__INSTRUCTIONS TO FOLLOW__: Scan the records below and copy every line that contains the string "white".

══ MATERIAL FOR THE TASK ══

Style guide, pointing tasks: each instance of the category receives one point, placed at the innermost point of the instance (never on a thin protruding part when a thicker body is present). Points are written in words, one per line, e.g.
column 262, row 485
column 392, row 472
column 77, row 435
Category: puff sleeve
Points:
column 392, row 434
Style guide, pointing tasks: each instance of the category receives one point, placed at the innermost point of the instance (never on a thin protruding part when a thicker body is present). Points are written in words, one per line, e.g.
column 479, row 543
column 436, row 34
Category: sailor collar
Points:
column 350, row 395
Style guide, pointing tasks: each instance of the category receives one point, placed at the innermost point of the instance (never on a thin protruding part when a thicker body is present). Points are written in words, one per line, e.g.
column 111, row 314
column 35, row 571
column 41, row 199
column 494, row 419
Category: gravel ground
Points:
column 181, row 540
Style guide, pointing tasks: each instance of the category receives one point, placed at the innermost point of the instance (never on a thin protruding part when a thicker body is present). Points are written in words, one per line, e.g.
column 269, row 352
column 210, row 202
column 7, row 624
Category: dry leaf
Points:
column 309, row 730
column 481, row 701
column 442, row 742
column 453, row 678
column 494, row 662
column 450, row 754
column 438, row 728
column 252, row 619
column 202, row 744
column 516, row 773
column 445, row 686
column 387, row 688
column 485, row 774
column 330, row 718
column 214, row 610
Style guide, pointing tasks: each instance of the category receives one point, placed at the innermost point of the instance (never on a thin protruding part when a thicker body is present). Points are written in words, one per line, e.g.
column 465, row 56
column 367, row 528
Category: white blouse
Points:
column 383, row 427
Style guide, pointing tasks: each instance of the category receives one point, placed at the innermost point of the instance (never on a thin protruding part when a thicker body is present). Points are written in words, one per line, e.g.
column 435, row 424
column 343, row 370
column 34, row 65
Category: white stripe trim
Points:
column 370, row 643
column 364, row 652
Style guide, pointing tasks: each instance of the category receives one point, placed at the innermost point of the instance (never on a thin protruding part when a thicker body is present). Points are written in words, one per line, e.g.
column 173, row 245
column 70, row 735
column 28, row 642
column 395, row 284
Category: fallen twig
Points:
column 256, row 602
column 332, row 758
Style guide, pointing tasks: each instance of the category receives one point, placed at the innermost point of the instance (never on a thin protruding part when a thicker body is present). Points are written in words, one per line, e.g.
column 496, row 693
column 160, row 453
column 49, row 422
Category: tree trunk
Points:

═══

__TASK OUTPUT__:
Category: white blouse
Category: white stripe trim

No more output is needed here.